> _Brief_: Please transcribe exactly, and only, the lines of the data below between the line holding "x=122 y=617" and the line holding "x=1266 y=154", inclusive.

> _Information shown_:
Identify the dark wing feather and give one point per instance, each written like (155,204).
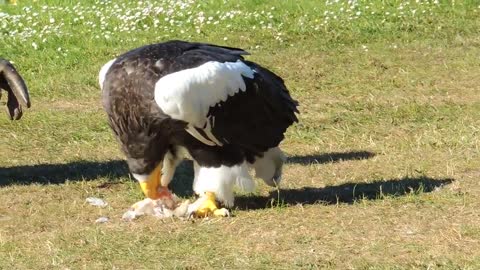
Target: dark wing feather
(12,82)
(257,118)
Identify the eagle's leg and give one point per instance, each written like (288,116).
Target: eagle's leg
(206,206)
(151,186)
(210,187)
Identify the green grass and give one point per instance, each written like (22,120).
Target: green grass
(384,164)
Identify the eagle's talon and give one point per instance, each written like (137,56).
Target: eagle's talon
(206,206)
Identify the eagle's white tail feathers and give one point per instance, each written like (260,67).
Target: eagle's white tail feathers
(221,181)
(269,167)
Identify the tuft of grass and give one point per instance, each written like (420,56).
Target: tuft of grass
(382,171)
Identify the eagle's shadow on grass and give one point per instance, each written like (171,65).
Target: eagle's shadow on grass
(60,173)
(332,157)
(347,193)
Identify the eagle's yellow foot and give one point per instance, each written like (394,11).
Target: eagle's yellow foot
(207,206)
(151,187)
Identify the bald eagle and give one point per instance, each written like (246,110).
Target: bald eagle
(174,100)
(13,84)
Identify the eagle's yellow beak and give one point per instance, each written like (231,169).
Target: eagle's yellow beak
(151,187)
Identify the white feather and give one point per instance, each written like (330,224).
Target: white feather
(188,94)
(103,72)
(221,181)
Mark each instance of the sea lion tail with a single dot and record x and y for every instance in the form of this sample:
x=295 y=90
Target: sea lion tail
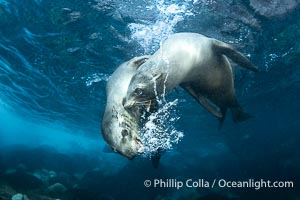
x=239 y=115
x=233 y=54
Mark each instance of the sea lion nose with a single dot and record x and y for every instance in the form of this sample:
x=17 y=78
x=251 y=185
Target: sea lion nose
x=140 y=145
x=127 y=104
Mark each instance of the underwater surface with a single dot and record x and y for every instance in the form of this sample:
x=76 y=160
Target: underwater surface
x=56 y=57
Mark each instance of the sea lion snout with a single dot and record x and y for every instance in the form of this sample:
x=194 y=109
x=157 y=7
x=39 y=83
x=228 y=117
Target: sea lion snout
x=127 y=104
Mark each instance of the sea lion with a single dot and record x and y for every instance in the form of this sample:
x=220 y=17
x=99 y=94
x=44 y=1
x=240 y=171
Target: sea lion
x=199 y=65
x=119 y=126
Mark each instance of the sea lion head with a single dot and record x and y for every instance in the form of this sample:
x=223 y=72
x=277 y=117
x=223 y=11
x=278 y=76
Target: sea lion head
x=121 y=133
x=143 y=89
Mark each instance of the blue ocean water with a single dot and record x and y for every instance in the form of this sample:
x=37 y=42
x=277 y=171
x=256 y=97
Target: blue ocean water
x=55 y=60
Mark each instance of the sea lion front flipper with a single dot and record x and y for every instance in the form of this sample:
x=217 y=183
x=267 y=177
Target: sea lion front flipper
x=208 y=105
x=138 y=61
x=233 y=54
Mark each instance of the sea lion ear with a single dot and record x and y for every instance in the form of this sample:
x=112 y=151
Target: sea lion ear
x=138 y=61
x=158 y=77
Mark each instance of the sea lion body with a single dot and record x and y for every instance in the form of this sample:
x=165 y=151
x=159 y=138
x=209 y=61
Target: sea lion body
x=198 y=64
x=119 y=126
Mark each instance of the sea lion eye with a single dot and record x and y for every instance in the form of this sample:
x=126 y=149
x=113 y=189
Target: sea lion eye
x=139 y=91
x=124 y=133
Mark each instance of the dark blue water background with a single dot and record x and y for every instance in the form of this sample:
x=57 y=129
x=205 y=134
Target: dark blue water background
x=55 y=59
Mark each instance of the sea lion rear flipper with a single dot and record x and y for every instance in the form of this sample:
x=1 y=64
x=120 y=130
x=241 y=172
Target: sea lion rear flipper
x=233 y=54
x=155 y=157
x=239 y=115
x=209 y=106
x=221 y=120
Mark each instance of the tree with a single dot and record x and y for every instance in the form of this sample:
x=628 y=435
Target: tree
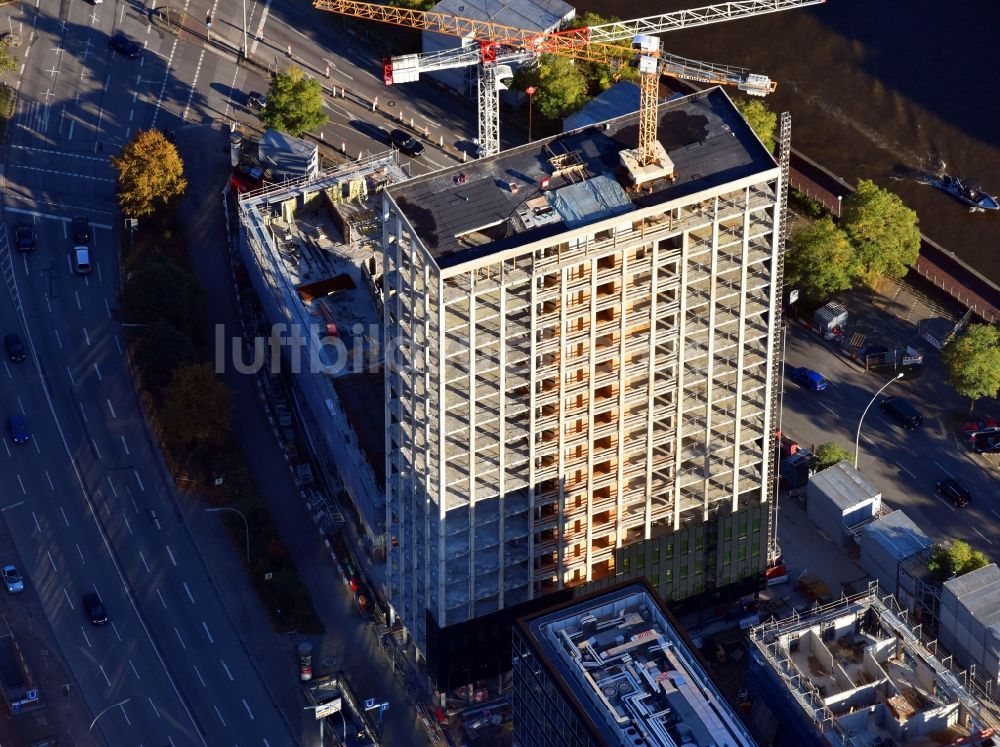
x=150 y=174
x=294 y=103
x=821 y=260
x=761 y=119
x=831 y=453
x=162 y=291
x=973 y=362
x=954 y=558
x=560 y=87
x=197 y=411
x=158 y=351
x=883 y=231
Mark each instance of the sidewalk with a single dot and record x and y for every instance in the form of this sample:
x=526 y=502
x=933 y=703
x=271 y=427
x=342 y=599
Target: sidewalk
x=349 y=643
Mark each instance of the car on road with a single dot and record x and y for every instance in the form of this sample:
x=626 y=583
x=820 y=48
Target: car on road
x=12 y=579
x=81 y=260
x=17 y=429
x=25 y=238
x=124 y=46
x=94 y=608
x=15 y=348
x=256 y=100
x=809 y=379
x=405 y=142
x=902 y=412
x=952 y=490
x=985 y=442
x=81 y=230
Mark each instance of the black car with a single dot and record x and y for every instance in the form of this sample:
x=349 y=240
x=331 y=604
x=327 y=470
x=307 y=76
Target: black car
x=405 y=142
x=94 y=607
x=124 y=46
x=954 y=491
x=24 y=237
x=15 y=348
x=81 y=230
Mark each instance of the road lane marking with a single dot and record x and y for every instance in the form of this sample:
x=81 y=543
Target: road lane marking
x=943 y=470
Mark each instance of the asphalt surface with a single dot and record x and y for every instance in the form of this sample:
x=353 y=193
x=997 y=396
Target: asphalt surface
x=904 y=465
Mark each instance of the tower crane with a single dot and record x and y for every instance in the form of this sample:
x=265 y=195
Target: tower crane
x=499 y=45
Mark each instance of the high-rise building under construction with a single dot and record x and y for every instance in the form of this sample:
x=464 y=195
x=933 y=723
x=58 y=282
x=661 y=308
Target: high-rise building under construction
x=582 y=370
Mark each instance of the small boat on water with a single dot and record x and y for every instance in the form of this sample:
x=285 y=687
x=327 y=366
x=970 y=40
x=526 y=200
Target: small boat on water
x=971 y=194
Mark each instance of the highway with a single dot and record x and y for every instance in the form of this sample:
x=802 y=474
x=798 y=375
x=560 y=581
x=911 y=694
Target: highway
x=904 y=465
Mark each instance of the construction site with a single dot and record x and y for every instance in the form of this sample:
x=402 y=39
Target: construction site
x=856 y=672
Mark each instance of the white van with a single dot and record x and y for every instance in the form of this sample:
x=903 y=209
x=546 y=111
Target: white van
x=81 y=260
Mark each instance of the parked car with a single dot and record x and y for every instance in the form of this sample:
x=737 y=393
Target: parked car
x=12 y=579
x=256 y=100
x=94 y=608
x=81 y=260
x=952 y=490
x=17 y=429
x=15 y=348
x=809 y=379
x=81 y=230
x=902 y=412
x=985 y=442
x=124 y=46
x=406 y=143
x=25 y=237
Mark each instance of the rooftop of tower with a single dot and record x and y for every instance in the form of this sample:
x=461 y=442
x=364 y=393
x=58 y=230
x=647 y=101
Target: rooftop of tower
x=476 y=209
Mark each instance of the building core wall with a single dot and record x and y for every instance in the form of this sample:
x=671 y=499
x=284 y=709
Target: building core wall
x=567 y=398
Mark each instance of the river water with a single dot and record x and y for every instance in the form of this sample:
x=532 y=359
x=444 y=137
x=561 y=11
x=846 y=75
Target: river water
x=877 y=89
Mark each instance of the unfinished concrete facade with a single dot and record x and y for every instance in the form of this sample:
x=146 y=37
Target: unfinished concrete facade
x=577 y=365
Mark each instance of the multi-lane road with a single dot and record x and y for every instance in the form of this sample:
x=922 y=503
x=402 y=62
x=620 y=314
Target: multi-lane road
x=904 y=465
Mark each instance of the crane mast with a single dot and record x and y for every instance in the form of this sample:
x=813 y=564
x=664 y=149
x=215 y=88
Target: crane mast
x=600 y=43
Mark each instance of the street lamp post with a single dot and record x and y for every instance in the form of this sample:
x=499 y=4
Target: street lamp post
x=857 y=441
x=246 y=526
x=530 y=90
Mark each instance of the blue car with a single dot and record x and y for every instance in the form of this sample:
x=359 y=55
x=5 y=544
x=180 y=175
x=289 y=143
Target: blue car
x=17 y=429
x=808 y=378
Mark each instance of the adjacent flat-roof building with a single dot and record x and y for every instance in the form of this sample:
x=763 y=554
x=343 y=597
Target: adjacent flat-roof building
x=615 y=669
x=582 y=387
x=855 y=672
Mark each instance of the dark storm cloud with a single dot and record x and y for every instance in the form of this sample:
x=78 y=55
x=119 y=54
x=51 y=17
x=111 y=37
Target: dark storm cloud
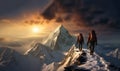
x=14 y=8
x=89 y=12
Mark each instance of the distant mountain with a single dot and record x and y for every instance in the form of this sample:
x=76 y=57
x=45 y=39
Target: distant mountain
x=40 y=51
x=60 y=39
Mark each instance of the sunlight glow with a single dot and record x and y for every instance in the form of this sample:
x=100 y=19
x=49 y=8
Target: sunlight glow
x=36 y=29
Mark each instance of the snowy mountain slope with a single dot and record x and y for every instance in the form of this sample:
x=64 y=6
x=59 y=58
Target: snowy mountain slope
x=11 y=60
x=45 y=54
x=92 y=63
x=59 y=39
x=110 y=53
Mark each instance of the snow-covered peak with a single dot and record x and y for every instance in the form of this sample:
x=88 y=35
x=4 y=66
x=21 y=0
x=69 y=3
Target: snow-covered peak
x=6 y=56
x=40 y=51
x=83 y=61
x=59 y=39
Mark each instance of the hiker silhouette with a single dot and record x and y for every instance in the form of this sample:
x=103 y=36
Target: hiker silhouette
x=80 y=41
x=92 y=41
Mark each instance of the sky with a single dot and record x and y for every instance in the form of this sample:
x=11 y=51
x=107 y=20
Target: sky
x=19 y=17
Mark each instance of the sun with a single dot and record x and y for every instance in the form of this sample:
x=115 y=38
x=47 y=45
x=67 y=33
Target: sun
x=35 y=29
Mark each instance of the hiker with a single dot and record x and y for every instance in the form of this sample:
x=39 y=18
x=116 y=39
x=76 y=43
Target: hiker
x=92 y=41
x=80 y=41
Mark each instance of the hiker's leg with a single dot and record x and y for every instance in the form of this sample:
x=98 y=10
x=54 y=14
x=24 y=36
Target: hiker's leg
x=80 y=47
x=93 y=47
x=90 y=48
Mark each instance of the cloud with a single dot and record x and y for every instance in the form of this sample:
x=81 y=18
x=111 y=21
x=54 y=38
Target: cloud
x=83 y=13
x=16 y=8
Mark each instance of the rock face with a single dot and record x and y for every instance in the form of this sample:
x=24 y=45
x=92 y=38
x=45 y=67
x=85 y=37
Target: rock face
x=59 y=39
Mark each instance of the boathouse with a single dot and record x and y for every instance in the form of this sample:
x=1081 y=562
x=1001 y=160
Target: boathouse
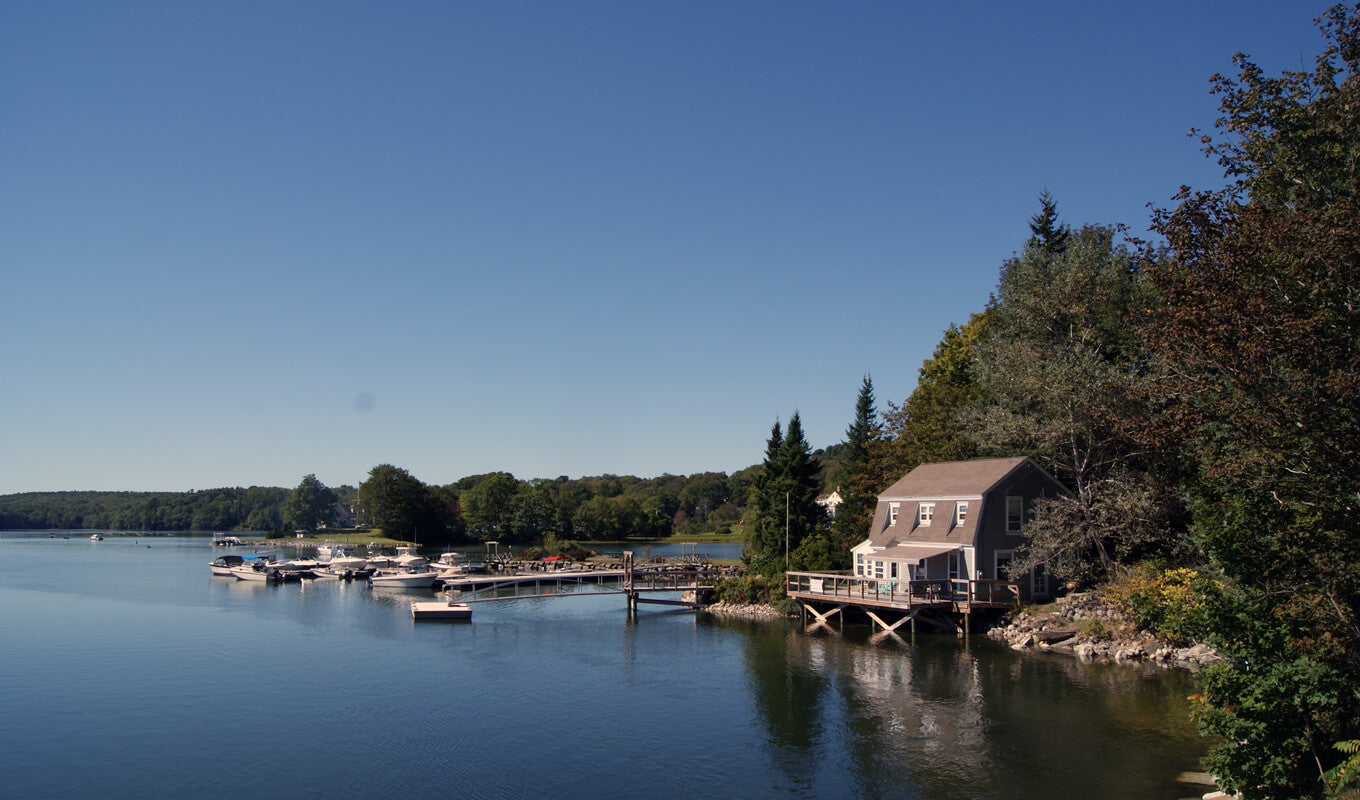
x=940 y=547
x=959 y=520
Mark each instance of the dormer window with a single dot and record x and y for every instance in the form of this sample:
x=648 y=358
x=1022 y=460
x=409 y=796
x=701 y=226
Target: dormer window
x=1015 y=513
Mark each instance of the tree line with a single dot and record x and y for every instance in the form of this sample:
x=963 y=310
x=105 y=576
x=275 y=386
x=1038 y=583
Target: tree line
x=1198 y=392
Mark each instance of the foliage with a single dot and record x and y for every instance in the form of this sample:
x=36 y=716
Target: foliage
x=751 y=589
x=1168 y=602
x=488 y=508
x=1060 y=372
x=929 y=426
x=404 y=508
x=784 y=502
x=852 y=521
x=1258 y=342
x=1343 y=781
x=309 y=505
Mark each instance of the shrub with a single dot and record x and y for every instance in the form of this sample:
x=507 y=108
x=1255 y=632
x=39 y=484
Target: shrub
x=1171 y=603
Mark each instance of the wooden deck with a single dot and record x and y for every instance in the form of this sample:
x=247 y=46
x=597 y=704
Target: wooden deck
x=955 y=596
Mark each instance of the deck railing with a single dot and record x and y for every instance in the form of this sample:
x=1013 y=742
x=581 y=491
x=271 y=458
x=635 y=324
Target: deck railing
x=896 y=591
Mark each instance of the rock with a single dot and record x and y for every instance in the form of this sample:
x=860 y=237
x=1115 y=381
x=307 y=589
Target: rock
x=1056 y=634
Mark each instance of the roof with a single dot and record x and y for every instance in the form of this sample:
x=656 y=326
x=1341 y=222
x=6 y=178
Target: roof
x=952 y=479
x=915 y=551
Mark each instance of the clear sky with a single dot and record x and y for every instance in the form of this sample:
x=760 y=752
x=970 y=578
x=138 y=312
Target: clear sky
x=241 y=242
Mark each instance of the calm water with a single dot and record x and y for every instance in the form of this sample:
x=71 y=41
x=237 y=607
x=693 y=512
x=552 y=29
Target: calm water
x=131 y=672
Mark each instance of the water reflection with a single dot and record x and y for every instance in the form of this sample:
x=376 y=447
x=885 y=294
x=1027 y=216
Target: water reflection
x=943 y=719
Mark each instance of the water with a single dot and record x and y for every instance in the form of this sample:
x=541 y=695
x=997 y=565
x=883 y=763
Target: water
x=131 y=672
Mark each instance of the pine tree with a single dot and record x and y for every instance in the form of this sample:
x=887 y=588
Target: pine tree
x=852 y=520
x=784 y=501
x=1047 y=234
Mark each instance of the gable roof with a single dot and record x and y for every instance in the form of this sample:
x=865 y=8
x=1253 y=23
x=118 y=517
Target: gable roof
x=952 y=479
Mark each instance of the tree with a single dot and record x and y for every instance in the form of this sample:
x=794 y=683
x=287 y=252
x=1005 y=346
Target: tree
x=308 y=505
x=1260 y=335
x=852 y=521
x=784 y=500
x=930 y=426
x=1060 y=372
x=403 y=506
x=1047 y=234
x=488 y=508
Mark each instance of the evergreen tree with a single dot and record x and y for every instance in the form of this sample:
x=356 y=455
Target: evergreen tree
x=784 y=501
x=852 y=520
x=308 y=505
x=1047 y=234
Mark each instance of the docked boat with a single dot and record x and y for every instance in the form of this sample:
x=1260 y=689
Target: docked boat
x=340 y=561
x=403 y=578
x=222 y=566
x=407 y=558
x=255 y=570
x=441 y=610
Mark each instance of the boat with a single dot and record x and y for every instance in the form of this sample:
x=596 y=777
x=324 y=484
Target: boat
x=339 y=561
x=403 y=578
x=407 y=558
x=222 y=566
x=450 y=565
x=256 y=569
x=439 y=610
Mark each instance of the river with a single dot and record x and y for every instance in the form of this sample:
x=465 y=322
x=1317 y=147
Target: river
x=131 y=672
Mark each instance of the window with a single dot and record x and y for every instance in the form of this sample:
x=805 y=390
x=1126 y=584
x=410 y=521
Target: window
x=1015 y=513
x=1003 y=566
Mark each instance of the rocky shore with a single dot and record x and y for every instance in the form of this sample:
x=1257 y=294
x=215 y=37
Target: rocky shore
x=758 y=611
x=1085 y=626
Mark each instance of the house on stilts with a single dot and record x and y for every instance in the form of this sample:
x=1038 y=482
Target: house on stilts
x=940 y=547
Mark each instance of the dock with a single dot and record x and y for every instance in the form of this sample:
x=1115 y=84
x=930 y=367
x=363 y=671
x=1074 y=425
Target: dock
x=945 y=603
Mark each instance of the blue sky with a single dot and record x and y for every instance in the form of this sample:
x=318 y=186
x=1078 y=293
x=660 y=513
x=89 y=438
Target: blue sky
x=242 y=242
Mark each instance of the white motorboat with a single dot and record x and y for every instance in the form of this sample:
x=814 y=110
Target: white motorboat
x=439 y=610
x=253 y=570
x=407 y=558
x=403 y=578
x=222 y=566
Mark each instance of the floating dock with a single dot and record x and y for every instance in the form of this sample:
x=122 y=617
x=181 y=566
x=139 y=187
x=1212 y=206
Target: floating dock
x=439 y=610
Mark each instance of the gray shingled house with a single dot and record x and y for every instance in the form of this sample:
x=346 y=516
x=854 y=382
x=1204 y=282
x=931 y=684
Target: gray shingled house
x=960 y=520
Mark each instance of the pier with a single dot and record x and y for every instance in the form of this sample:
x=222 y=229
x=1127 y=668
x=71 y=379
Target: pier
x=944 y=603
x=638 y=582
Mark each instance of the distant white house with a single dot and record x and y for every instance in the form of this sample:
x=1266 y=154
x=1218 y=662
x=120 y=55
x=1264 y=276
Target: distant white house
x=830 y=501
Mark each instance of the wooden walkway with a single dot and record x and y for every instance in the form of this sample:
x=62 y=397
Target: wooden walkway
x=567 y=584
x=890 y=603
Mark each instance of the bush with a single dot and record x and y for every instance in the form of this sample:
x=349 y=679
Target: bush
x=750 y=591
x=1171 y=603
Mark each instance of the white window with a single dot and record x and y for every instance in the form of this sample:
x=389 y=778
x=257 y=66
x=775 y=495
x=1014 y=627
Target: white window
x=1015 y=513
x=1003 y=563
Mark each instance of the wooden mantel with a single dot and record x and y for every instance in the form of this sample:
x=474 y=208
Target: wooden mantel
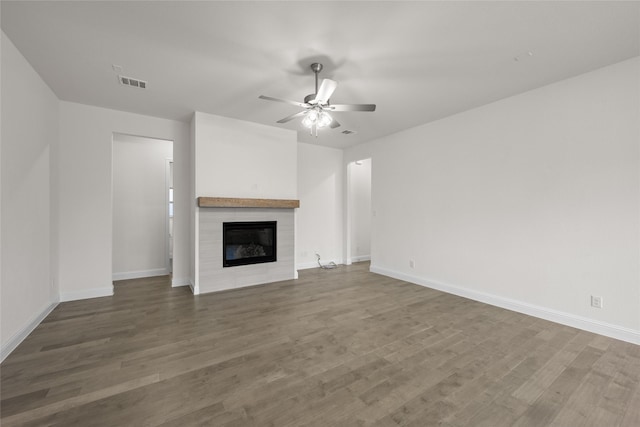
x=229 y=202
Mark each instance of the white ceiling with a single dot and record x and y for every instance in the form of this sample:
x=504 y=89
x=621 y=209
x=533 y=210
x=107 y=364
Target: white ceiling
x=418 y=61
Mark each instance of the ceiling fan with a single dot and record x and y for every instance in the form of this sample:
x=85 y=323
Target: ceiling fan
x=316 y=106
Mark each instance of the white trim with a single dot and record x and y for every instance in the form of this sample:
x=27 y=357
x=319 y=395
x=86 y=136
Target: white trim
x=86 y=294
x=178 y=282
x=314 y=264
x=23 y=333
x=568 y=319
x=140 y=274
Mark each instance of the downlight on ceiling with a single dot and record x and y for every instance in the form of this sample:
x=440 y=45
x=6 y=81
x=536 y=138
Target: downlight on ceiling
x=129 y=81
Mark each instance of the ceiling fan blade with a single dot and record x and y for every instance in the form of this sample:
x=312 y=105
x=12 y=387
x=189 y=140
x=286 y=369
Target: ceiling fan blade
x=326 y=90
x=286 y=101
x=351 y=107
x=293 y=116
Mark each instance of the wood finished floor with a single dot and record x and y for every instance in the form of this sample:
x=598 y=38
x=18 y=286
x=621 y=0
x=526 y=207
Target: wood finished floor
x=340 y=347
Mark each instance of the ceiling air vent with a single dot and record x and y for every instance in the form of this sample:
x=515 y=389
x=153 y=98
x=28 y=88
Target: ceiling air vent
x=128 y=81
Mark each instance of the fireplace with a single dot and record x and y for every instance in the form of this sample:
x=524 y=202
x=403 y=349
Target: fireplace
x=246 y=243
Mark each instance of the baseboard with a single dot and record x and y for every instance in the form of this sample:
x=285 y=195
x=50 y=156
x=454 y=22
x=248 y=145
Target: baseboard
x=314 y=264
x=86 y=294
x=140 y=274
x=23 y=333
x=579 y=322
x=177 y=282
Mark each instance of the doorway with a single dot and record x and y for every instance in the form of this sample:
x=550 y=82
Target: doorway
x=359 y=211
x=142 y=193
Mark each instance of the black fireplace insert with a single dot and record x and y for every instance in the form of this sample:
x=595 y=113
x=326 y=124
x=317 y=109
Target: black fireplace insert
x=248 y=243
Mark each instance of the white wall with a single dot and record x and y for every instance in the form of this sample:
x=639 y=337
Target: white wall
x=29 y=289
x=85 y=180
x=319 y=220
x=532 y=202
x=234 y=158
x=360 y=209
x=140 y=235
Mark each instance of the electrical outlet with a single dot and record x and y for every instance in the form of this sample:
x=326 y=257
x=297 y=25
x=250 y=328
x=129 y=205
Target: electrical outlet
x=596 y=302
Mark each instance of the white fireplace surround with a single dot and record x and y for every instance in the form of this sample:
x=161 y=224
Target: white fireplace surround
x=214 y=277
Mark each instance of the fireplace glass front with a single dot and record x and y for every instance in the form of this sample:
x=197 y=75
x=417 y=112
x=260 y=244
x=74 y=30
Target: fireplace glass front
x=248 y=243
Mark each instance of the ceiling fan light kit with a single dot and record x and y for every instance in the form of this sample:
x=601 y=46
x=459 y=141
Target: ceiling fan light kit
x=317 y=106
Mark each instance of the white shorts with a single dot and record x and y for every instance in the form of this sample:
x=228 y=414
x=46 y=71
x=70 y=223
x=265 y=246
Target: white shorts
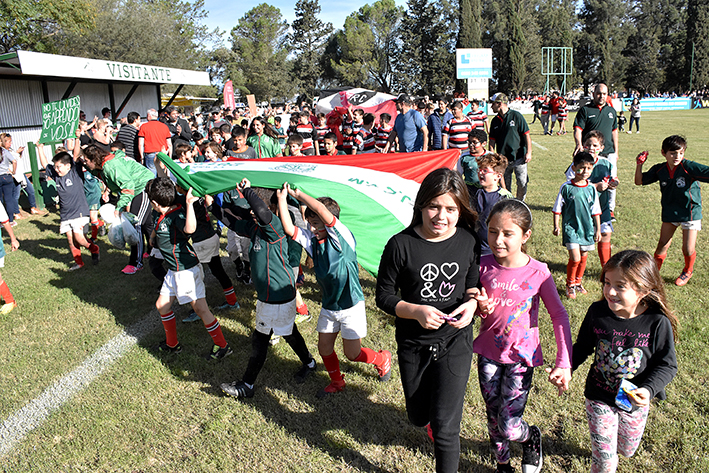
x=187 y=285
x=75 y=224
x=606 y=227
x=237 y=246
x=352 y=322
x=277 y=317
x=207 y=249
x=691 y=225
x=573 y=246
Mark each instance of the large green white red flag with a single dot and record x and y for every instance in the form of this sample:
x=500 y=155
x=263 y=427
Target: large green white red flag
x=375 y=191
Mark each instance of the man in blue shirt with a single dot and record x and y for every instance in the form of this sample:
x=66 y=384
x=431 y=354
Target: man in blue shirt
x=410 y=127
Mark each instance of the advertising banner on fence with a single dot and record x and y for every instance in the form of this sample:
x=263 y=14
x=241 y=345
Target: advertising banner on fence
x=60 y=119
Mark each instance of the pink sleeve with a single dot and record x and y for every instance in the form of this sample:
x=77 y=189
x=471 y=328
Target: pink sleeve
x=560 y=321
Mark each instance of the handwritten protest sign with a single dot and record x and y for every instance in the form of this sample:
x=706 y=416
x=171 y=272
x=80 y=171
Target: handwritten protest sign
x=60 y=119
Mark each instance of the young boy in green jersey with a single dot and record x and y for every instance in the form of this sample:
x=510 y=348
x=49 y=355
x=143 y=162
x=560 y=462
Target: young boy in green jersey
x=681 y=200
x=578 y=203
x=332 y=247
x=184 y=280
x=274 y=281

> _Your response_:
x=122 y=617
x=181 y=566
x=139 y=187
x=1212 y=206
Target: floating dock
x=439 y=610
Mark each instance of the gray shingled house with a single dot and record x and y for every instance in the form of this sample:
x=346 y=516
x=854 y=382
x=1204 y=282
x=931 y=684
Target: gray shingled house
x=960 y=520
Mark each instance of the pier with a single dot and record x and y for every instance in the form of this sample:
x=222 y=229
x=1127 y=668
x=71 y=379
Target: pier
x=944 y=603
x=638 y=582
Mark each instance of the distant white house with a single dot and record x and y for every instance in the form of this sample:
x=1266 y=154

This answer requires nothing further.